** Start SOURCE DATA **

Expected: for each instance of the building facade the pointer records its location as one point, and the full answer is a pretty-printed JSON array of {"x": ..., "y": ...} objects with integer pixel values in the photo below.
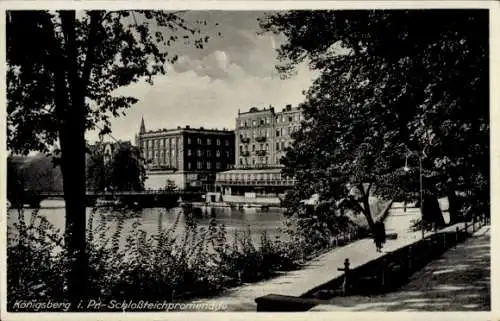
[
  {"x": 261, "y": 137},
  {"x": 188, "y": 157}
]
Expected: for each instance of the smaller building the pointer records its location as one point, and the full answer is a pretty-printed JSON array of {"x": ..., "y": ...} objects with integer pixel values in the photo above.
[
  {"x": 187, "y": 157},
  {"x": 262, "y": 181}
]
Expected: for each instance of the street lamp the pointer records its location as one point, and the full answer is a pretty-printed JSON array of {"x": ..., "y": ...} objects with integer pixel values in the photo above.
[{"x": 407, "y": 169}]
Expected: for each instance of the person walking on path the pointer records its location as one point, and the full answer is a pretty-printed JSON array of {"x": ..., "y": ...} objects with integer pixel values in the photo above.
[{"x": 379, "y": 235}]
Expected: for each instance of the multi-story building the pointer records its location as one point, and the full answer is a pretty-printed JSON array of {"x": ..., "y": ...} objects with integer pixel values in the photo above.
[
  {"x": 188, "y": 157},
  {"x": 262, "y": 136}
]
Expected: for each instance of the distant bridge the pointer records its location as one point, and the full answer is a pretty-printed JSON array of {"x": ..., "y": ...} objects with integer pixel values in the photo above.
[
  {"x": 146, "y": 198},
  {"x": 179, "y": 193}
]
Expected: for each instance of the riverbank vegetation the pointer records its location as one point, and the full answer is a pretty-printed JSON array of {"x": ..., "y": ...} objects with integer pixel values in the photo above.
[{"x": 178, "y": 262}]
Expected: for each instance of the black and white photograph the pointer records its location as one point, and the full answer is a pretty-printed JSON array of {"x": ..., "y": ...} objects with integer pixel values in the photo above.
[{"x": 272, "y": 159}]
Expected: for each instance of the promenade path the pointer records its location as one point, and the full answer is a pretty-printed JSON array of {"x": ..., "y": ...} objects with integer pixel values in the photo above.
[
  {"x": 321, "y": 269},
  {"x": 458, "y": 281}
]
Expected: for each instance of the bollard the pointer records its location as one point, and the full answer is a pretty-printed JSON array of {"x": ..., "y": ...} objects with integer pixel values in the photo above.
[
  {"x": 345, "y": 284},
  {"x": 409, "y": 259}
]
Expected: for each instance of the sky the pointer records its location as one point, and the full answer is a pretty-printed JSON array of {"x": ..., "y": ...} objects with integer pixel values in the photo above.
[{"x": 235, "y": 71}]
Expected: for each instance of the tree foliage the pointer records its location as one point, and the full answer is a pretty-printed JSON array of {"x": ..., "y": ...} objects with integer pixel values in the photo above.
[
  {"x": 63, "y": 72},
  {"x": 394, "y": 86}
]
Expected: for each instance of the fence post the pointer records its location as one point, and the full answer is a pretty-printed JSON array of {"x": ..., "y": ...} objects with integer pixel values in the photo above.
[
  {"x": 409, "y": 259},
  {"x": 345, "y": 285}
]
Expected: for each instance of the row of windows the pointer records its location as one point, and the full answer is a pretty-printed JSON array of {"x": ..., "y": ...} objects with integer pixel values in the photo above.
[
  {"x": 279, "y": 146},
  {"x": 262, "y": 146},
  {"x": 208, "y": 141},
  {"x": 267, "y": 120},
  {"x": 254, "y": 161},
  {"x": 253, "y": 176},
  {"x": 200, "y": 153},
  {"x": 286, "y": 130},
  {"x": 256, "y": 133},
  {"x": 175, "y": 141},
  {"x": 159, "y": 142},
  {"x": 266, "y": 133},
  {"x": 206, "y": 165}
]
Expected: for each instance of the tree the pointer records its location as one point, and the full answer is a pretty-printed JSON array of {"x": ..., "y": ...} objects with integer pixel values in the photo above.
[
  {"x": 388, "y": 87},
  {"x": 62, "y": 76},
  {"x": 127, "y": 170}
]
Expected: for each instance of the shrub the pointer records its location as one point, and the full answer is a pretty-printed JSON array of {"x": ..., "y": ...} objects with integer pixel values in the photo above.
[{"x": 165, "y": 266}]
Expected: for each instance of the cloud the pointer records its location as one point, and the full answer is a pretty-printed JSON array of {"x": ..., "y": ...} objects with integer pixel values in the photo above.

** End SOURCE DATA **
** Start SOURCE DATA **

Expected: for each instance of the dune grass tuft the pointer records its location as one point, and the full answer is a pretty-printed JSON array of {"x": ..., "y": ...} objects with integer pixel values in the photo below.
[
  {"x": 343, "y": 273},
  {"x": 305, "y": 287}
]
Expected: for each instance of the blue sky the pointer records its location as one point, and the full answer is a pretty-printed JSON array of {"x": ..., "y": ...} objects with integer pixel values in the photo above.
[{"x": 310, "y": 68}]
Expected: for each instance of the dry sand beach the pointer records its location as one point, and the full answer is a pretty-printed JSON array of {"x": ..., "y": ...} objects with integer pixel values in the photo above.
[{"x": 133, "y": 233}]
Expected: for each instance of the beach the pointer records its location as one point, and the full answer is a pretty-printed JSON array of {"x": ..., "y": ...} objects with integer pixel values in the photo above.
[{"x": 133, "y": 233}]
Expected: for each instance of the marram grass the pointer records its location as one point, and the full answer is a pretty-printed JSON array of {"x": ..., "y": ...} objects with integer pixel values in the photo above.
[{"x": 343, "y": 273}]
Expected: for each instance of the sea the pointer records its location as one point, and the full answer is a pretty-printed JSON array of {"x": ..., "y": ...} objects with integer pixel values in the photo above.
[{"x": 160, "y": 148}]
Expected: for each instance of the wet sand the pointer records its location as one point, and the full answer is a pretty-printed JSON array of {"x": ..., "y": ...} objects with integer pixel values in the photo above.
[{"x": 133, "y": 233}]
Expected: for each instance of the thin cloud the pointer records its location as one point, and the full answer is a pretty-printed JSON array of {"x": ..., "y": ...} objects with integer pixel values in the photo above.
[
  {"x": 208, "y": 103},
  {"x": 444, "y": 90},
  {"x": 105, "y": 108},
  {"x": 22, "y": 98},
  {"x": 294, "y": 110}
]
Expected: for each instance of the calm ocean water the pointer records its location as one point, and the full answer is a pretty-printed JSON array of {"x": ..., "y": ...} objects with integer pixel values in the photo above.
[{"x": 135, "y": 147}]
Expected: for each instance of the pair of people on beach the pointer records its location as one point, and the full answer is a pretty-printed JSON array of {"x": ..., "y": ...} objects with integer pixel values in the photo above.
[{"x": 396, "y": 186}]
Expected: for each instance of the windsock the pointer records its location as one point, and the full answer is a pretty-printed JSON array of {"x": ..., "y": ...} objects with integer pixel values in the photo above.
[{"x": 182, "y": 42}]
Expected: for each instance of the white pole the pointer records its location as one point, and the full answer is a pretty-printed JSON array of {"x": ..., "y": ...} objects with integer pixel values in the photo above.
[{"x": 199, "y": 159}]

** End SOURCE DATA **

## SET PROBLEM
How many lines in the data above contain the string "below"? Reply with the number alone.

## WRITTEN RESPONSE
2